BEGIN Provided records
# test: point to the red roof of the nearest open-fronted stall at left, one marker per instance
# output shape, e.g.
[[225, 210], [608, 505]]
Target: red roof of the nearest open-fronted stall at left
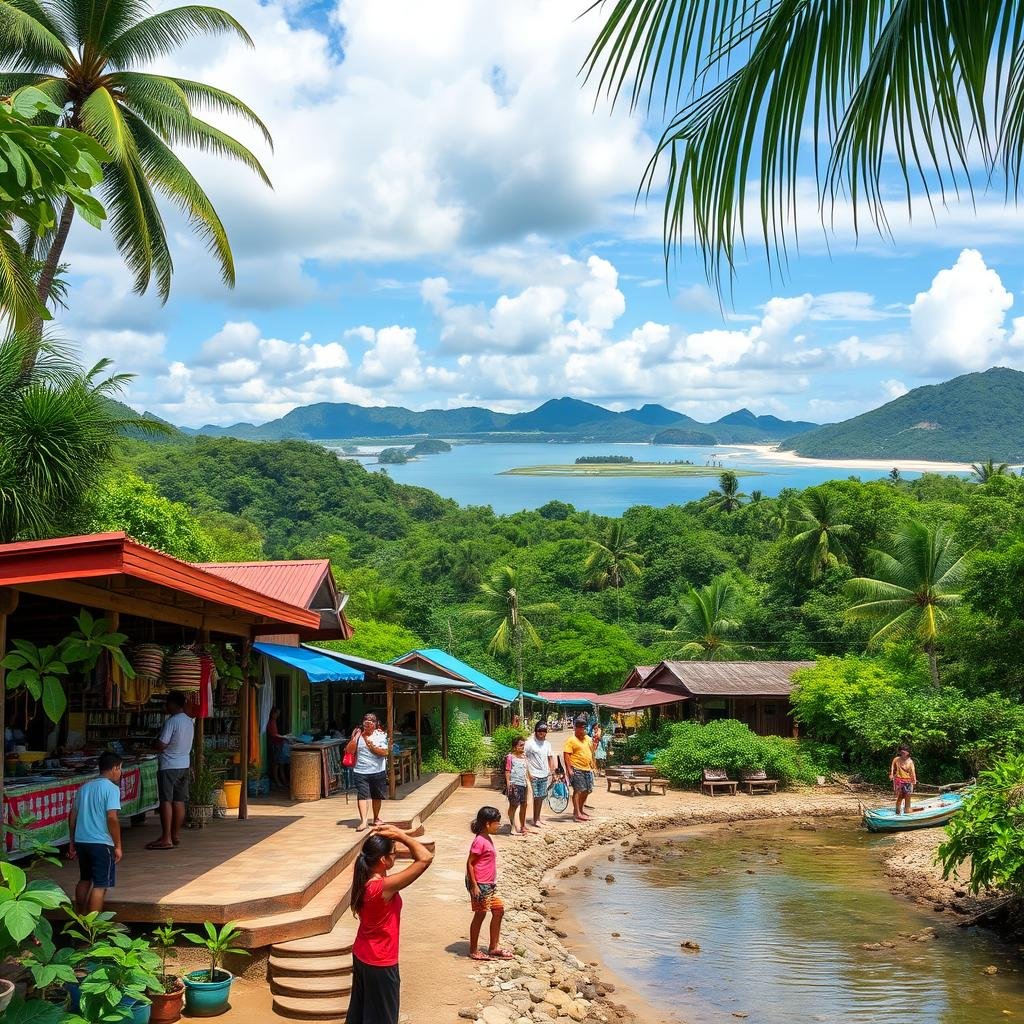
[[99, 556]]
END Provided records
What you have to do - Copy out all the data exactly; skip the pictures.

Written response -
# test: point to the red roof of the nearest open-fronted stall at left, one marker per instance
# output shape, e.g.
[[225, 210], [608, 505]]
Target: red roof of the nearest open-fronted stall at left
[[99, 556]]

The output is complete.